**Problem**
Pull out every line in the rows below that contains the word "stone", and copy each one unchanged.
>>
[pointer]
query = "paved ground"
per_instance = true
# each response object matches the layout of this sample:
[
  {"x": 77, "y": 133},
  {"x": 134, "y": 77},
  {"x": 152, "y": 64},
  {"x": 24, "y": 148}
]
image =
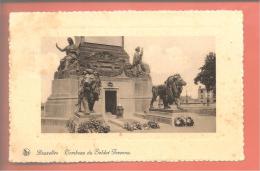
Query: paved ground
[{"x": 203, "y": 116}]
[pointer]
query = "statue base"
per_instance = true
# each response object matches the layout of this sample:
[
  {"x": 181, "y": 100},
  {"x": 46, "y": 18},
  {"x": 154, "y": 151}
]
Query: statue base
[
  {"x": 175, "y": 110},
  {"x": 166, "y": 116},
  {"x": 81, "y": 117}
]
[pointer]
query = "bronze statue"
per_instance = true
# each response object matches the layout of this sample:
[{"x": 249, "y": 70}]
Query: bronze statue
[
  {"x": 71, "y": 57},
  {"x": 137, "y": 60},
  {"x": 169, "y": 92},
  {"x": 89, "y": 91}
]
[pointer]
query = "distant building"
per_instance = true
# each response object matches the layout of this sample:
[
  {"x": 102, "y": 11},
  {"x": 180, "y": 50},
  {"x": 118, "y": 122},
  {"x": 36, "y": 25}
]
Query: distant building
[{"x": 202, "y": 95}]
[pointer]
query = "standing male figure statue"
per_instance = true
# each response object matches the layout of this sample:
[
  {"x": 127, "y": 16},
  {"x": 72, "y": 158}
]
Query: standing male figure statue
[
  {"x": 72, "y": 54},
  {"x": 89, "y": 91}
]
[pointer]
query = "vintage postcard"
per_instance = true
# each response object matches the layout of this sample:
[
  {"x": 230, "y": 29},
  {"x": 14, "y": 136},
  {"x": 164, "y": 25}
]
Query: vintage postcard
[{"x": 126, "y": 86}]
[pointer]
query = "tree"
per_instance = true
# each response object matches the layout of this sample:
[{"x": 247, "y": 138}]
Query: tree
[{"x": 207, "y": 75}]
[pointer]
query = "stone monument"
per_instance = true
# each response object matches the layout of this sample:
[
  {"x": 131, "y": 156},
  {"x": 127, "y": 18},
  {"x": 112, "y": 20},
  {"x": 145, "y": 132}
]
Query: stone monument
[{"x": 95, "y": 77}]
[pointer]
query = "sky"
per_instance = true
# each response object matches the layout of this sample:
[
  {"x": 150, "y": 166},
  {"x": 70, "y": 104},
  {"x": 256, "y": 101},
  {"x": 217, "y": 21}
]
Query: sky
[{"x": 165, "y": 56}]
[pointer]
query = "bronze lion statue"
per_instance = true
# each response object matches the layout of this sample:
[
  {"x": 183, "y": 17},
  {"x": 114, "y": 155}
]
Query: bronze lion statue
[{"x": 169, "y": 92}]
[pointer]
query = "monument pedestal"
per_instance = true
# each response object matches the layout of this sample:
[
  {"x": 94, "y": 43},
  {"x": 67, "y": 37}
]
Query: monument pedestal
[
  {"x": 63, "y": 99},
  {"x": 166, "y": 116},
  {"x": 80, "y": 118}
]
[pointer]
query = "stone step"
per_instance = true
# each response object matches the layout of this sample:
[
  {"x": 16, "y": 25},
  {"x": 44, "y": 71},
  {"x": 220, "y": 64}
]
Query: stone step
[
  {"x": 166, "y": 118},
  {"x": 121, "y": 122}
]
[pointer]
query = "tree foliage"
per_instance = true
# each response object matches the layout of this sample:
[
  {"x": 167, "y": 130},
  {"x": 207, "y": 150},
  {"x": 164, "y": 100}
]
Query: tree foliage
[{"x": 207, "y": 74}]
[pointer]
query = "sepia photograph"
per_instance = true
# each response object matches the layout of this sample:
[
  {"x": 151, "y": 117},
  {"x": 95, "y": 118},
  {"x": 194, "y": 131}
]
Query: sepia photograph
[{"x": 113, "y": 86}]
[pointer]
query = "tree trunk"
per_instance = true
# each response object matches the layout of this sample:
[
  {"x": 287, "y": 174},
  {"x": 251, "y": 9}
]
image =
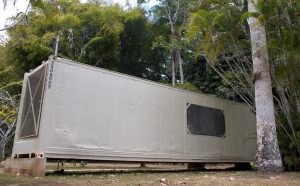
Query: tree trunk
[
  {"x": 173, "y": 72},
  {"x": 180, "y": 68},
  {"x": 268, "y": 156}
]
<<
**Complete answer**
query = "stone monument"
Query: stone monument
query = "stone step"
Query: stone step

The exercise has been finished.